-- The data follows --

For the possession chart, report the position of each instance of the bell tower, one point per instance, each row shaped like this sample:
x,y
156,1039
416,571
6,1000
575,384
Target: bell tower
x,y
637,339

-- The data concluded --

Prompt:
For this exercise, set down the entire listing above exactly as given.

Expected answer:
For the possession chart, report the position of each instance of the bell tower, one point per instance, each row shaped like this sample:
x,y
156,1039
416,571
6,1000
575,384
Target: bell tower
x,y
637,339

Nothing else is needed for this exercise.